— BEGIN Input records —
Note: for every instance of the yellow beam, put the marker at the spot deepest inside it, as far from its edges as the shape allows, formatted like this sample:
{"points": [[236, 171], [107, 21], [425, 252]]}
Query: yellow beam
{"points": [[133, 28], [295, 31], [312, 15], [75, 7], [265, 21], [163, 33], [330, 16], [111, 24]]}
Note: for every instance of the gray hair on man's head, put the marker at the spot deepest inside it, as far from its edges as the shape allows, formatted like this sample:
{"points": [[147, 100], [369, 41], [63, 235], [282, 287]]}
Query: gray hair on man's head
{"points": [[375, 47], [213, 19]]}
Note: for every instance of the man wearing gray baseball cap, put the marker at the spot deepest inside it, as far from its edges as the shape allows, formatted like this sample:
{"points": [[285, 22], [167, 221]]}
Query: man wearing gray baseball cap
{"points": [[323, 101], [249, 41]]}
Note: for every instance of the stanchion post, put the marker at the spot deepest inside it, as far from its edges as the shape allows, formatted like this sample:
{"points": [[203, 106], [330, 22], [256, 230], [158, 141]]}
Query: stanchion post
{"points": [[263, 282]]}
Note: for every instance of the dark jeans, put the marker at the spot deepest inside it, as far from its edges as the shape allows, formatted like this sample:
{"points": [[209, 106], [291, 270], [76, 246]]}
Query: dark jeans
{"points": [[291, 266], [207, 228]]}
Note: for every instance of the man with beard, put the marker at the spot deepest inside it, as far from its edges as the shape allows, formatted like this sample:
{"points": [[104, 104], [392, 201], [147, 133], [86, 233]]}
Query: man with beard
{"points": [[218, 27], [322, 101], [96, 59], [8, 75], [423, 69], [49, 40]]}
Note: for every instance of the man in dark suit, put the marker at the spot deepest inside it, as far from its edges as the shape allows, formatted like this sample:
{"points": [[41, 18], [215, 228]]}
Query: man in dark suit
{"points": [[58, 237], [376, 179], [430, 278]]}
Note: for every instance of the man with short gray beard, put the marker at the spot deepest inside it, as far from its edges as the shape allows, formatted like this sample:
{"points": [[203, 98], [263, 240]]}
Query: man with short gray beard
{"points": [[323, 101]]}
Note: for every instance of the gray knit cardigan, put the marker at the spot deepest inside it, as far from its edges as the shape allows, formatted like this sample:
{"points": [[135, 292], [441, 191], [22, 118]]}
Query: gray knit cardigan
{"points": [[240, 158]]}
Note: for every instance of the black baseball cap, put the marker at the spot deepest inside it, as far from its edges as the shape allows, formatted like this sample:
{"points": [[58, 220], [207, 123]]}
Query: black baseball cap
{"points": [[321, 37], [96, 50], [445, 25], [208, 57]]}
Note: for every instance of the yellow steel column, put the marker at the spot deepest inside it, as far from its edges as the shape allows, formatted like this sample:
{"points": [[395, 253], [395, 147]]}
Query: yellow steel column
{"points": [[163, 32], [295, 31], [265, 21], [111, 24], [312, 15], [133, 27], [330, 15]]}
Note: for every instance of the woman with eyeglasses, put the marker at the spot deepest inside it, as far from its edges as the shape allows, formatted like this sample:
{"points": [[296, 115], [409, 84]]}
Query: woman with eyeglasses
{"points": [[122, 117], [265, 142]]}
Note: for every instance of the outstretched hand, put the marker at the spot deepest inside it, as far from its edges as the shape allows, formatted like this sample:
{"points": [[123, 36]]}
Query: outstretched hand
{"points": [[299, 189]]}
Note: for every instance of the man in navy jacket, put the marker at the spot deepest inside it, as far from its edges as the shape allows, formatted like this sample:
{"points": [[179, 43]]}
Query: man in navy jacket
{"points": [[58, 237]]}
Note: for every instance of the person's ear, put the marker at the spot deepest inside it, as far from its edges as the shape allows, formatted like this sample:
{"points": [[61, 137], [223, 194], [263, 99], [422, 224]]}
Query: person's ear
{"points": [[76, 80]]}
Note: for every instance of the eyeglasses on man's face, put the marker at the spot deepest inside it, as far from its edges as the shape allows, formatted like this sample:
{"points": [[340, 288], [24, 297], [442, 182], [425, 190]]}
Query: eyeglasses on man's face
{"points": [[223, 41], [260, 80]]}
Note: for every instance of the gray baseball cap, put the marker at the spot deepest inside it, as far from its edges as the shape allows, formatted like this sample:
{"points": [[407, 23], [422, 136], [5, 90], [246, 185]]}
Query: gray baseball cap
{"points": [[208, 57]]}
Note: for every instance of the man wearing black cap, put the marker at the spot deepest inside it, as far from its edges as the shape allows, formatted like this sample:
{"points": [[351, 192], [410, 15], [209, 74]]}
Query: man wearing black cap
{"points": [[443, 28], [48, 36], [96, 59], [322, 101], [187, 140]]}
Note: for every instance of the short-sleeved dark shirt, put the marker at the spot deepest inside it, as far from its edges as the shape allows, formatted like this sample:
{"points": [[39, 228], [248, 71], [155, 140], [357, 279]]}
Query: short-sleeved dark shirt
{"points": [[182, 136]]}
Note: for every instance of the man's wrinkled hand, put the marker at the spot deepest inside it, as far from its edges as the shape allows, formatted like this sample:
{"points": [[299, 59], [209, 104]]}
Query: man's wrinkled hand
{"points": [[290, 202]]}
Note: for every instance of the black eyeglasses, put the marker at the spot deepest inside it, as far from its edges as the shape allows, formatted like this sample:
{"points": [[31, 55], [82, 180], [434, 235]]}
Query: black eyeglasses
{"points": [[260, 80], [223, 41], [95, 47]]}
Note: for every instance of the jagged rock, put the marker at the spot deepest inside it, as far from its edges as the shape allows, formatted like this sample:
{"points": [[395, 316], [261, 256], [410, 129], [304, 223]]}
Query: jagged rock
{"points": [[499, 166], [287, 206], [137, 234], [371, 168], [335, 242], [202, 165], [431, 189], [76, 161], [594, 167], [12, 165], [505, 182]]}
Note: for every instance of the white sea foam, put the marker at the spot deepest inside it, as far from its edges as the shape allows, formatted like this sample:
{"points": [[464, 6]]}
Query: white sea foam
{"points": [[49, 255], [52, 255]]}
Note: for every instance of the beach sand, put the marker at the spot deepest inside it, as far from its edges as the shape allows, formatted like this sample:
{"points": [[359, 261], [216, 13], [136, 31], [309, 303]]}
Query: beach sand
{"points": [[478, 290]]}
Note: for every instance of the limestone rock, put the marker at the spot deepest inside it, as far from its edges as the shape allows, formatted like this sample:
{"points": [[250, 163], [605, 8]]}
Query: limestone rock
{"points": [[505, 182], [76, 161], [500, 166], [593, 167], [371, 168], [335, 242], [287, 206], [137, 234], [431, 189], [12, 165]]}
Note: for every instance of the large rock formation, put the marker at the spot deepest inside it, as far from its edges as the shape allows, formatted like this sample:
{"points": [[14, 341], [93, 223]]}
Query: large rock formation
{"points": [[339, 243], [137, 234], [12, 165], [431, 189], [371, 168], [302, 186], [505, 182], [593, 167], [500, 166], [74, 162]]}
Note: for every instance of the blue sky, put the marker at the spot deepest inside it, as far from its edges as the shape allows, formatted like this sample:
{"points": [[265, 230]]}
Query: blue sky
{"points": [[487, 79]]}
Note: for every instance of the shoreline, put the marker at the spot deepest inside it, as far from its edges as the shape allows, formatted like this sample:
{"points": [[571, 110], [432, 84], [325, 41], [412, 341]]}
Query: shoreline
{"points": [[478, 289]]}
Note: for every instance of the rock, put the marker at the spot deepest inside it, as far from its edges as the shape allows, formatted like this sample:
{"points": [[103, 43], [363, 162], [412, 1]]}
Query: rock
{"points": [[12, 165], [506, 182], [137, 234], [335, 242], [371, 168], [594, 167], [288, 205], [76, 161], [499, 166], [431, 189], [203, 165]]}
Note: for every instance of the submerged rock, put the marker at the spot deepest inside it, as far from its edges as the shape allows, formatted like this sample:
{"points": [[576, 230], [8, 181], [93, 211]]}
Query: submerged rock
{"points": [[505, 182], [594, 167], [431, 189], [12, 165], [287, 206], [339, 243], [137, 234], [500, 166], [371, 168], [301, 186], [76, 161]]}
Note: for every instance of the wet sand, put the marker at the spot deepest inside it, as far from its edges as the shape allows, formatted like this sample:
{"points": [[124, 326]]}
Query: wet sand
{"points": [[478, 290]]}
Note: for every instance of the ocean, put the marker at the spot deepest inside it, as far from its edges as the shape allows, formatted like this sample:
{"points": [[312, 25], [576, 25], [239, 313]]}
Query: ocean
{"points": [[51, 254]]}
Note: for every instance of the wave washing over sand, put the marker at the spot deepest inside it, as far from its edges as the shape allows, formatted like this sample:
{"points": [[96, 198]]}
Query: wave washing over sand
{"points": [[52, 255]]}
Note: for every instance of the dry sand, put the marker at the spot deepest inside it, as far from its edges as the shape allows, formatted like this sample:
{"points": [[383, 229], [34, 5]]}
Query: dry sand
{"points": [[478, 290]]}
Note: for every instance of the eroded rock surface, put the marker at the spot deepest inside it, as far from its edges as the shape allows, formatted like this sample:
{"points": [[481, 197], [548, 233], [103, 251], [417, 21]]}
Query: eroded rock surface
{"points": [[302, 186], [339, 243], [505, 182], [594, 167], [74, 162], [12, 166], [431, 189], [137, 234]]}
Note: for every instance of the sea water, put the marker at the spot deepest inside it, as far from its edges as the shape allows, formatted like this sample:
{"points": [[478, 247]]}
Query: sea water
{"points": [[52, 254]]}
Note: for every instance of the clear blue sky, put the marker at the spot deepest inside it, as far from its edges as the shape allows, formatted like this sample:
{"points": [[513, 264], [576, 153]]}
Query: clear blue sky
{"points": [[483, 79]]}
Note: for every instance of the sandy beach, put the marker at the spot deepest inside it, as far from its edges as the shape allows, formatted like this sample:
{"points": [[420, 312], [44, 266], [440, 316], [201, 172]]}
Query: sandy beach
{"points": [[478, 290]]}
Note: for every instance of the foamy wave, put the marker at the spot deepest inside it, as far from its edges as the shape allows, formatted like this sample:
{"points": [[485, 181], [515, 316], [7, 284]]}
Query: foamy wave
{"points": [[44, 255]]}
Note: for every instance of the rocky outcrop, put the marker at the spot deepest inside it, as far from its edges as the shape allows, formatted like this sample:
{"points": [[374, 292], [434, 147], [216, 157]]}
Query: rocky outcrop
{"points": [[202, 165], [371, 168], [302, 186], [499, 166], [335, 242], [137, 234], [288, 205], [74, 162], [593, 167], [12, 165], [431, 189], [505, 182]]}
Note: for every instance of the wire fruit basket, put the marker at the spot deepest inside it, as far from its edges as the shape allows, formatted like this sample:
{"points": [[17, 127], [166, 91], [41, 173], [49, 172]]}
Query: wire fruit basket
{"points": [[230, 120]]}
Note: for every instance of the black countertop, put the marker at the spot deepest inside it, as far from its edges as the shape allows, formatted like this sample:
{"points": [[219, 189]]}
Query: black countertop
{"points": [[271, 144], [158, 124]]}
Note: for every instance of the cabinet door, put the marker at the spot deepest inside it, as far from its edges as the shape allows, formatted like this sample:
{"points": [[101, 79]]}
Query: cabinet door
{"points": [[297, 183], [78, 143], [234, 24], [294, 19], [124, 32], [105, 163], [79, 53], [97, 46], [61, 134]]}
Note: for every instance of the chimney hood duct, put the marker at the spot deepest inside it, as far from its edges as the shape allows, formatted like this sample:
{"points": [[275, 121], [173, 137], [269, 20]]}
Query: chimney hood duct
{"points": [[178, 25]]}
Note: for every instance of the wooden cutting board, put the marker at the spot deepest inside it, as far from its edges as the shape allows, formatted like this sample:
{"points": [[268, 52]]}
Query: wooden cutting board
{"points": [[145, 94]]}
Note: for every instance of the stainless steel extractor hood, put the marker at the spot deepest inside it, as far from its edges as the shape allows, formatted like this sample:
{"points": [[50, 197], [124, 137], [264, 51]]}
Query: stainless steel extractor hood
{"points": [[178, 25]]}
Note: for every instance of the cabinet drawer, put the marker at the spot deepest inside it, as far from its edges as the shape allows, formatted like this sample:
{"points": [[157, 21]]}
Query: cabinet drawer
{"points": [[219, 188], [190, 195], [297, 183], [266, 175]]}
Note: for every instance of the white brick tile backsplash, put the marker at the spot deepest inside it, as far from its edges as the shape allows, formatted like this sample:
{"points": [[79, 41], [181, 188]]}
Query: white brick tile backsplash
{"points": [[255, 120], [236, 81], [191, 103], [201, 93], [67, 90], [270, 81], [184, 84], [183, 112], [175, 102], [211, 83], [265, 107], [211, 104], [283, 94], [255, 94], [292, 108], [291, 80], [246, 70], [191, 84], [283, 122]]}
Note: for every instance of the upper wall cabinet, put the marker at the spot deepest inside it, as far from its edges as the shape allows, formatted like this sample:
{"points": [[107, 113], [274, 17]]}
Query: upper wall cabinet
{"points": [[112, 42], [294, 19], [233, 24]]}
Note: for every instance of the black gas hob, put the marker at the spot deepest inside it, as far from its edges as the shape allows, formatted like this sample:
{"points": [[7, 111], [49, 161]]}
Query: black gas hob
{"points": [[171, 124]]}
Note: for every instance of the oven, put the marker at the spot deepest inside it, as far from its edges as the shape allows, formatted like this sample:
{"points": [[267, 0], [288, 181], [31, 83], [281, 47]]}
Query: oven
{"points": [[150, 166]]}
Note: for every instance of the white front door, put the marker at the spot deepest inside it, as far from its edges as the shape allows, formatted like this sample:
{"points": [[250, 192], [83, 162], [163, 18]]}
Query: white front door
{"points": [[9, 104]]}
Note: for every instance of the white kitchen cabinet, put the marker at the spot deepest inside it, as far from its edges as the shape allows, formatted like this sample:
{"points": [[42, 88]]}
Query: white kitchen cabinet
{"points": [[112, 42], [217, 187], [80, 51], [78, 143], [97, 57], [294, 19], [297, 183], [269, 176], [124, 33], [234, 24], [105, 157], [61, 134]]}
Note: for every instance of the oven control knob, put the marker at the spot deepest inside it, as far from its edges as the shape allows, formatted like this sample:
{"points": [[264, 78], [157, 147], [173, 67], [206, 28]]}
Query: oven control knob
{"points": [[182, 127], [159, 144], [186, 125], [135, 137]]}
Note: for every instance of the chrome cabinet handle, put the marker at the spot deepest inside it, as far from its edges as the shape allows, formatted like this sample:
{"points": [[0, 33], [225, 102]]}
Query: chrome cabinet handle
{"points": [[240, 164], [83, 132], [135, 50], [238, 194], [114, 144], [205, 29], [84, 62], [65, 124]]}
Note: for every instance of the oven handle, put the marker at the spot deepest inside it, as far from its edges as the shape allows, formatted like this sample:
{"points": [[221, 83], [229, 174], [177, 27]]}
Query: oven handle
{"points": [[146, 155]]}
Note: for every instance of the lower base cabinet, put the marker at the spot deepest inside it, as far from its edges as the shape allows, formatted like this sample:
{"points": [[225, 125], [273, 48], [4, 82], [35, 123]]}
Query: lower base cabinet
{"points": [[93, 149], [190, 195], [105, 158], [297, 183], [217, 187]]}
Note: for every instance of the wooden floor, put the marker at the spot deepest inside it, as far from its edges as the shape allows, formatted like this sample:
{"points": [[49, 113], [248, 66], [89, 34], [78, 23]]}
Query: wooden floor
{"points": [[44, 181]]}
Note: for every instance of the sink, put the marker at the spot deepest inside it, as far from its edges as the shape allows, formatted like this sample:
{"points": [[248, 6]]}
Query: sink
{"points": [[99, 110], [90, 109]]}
— END Input records —
Job:
Return the lines of the listing from the line containing "Note: for every instance of the rocky" through the line containing "Query: rocky outcrop", inclusive, copied word for word.

Response for this exercise:
Note: for every instance of the rocky outcrop, put the marker at the spot deepest inside it, as far from its edges as the shape allows, formatted like this sample:
{"points": [[374, 292], [434, 147], [216, 157]]}
Query: rocky outcrop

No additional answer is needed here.